Work order:
Give only the number of lines in the data below that contain the word "positive".

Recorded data
[Start of section]
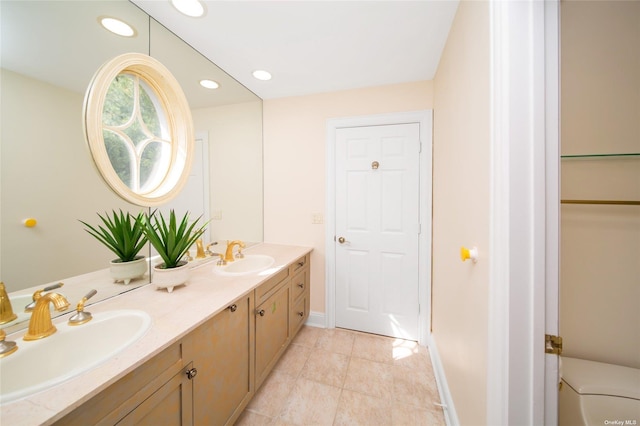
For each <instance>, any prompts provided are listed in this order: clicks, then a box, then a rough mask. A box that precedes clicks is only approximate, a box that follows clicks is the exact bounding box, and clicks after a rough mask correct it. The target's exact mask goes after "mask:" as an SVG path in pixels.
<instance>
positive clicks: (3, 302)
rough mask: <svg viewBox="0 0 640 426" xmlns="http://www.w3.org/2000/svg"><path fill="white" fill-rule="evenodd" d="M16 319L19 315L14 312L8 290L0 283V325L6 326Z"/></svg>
mask: <svg viewBox="0 0 640 426" xmlns="http://www.w3.org/2000/svg"><path fill="white" fill-rule="evenodd" d="M16 318H18V315H17V314H16V313H14V312H13V307H12V306H11V299H9V295H8V294H7V289H6V288H5V286H4V283H3V282H2V281H0V324H6V323H8V322H11V321H13V320H14V319H16Z"/></svg>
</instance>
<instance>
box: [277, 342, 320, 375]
mask: <svg viewBox="0 0 640 426" xmlns="http://www.w3.org/2000/svg"><path fill="white" fill-rule="evenodd" d="M311 351H312V348H310V347H308V346H303V345H298V344H297V343H292V344H291V345H289V347H288V348H287V350H286V351H285V353H284V354H283V355H282V358H280V361H278V363H277V364H276V365H275V366H274V367H273V369H274V370H278V371H283V372H285V373H288V374H291V375H292V376H296V377H297V376H298V375H299V374H300V372H301V371H302V368H303V367H304V365H305V364H306V363H307V359H308V358H309V355H310V354H311Z"/></svg>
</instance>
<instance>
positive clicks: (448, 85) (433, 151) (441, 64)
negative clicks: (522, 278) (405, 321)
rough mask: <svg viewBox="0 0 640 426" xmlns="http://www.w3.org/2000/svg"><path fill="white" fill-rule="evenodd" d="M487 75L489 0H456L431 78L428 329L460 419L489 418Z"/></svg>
mask: <svg viewBox="0 0 640 426" xmlns="http://www.w3.org/2000/svg"><path fill="white" fill-rule="evenodd" d="M489 77H490V75H489V4H488V2H461V3H460V5H459V7H458V11H457V14H456V17H455V19H454V22H453V26H452V28H451V31H450V33H449V38H448V40H447V44H446V46H445V49H444V52H443V55H442V58H441V60H440V65H439V67H438V72H437V74H436V77H435V79H434V138H433V139H434V151H433V294H432V298H433V320H432V328H433V332H432V333H433V337H434V340H435V342H436V345H437V348H438V352H439V355H440V358H441V360H442V364H443V367H444V371H445V374H446V378H447V382H448V384H449V388H450V391H451V395H452V398H453V400H454V403H455V408H456V412H457V415H458V418H459V421H460V424H464V425H471V424H484V423H485V422H486V401H487V396H486V386H487V385H486V383H487V377H486V371H487V349H488V348H487V338H488V334H487V333H488V332H487V328H488V318H489V312H488V297H489V296H488V295H489V259H488V257H489V256H490V253H489V206H490V204H489V200H490V180H489V168H490V167H489V166H490V128H489V123H490V115H489V114H490V102H489ZM461 246H466V247H472V246H477V247H478V249H479V252H480V259H479V262H478V263H477V264H473V263H471V262H470V261H466V262H464V263H463V262H462V261H461V260H460V247H461Z"/></svg>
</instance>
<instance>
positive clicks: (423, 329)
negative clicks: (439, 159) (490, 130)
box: [325, 109, 433, 346]
mask: <svg viewBox="0 0 640 426" xmlns="http://www.w3.org/2000/svg"><path fill="white" fill-rule="evenodd" d="M410 123H418V124H419V125H420V142H421V150H420V168H419V175H420V176H419V186H420V190H419V193H420V204H419V214H420V223H421V232H420V235H419V237H418V259H419V261H418V299H419V300H418V303H419V304H420V309H419V313H418V342H419V343H420V344H421V345H423V346H428V343H429V335H430V330H431V216H432V195H431V194H432V170H433V167H432V154H433V139H432V138H433V110H431V109H429V110H421V111H409V112H398V113H390V114H376V115H367V116H357V117H345V118H335V119H329V120H327V127H326V135H327V136H326V138H327V149H326V164H327V173H326V176H327V180H326V185H327V190H326V197H327V198H326V204H325V205H326V211H325V218H326V228H325V229H326V231H325V248H326V256H327V258H326V262H325V277H326V282H325V305H326V308H325V309H326V316H325V326H326V327H327V328H335V326H336V315H335V312H336V311H335V308H336V307H335V294H336V282H335V256H336V246H335V241H334V236H335V229H336V226H335V225H336V224H335V211H336V203H335V194H336V180H335V173H336V167H335V152H336V130H338V129H342V128H348V127H365V126H384V125H392V124H410Z"/></svg>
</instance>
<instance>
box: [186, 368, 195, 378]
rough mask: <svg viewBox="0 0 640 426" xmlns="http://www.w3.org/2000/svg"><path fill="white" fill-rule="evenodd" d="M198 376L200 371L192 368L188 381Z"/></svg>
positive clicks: (187, 376)
mask: <svg viewBox="0 0 640 426" xmlns="http://www.w3.org/2000/svg"><path fill="white" fill-rule="evenodd" d="M197 375H198V370H196V369H195V368H190V369H189V370H187V379H189V380H191V379H193V378H194V377H196V376H197Z"/></svg>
[End of section]
Final answer:
4